### What is required
Scale the lines starting with the line with "Question. Point out every instance of the roof" and going on through the last line, writing every one of them out again. Multiply each answer coordinate by 2.25 and round to whole numbers, with halves rounded up, and leave the sample coordinates as they are.

### Excerpted data
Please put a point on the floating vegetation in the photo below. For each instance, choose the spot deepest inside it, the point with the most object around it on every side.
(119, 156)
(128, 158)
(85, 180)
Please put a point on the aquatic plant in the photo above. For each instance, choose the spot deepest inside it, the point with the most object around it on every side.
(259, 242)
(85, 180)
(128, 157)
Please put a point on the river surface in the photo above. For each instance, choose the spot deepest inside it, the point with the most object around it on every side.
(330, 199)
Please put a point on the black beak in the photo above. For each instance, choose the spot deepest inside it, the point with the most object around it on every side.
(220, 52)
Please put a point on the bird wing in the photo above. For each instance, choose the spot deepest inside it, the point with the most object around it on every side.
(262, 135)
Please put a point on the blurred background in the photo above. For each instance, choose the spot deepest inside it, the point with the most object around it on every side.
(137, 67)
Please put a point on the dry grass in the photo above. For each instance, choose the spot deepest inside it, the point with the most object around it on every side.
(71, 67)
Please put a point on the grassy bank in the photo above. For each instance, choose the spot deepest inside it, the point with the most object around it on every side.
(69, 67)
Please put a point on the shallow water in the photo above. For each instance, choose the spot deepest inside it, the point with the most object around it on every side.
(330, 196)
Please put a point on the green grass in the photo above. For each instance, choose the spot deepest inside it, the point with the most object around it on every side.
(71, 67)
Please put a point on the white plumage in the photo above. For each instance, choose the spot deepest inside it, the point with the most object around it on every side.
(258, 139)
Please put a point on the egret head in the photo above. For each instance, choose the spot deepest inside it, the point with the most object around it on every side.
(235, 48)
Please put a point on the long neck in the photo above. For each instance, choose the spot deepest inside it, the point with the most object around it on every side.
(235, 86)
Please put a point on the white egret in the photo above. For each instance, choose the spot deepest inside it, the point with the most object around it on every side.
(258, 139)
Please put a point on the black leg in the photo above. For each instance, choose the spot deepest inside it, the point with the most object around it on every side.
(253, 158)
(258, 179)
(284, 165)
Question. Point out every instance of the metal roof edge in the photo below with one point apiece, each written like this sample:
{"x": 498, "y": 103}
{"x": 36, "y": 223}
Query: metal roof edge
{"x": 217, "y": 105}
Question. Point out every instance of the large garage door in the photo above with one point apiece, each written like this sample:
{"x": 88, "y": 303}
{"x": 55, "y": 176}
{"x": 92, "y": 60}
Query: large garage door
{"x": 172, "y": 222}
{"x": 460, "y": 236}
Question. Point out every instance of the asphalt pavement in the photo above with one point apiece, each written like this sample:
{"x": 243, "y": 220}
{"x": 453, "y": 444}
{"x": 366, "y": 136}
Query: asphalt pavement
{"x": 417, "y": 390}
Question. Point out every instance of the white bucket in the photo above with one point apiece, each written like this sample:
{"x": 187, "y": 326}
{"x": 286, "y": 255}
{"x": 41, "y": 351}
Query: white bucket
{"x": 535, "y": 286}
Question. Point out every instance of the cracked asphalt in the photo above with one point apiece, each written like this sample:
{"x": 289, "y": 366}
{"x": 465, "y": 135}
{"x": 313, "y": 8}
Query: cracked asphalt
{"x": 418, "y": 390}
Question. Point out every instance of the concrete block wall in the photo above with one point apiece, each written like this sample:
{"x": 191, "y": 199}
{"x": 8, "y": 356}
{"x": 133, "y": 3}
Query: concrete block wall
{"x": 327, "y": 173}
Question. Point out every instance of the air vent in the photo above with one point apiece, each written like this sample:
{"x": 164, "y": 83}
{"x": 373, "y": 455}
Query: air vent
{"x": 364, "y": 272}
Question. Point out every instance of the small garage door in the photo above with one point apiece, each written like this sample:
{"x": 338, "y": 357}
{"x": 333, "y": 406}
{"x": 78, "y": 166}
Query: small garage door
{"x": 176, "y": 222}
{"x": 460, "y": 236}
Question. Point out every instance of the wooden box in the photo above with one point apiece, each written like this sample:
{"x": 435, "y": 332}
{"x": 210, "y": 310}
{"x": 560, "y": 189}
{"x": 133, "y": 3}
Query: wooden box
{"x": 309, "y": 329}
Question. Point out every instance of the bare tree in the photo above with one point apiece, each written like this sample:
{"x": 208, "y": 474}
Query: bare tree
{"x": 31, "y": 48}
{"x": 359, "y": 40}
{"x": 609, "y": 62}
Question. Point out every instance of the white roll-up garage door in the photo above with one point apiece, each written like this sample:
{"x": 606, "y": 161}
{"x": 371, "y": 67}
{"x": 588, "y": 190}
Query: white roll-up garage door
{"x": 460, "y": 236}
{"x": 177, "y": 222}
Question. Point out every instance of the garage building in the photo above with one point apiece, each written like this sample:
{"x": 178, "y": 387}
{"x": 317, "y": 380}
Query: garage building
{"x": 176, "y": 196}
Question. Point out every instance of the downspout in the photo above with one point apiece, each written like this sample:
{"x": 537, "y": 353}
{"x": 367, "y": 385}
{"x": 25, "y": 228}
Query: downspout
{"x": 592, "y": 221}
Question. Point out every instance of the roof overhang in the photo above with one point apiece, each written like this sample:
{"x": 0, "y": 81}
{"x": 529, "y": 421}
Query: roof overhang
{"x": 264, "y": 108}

### Task output
Question. Point out every instance of the roof overhang in the photo above with one point apiece, each written like this sample:
{"x": 0, "y": 81}
{"x": 529, "y": 421}
Query: roof overhang
{"x": 594, "y": 243}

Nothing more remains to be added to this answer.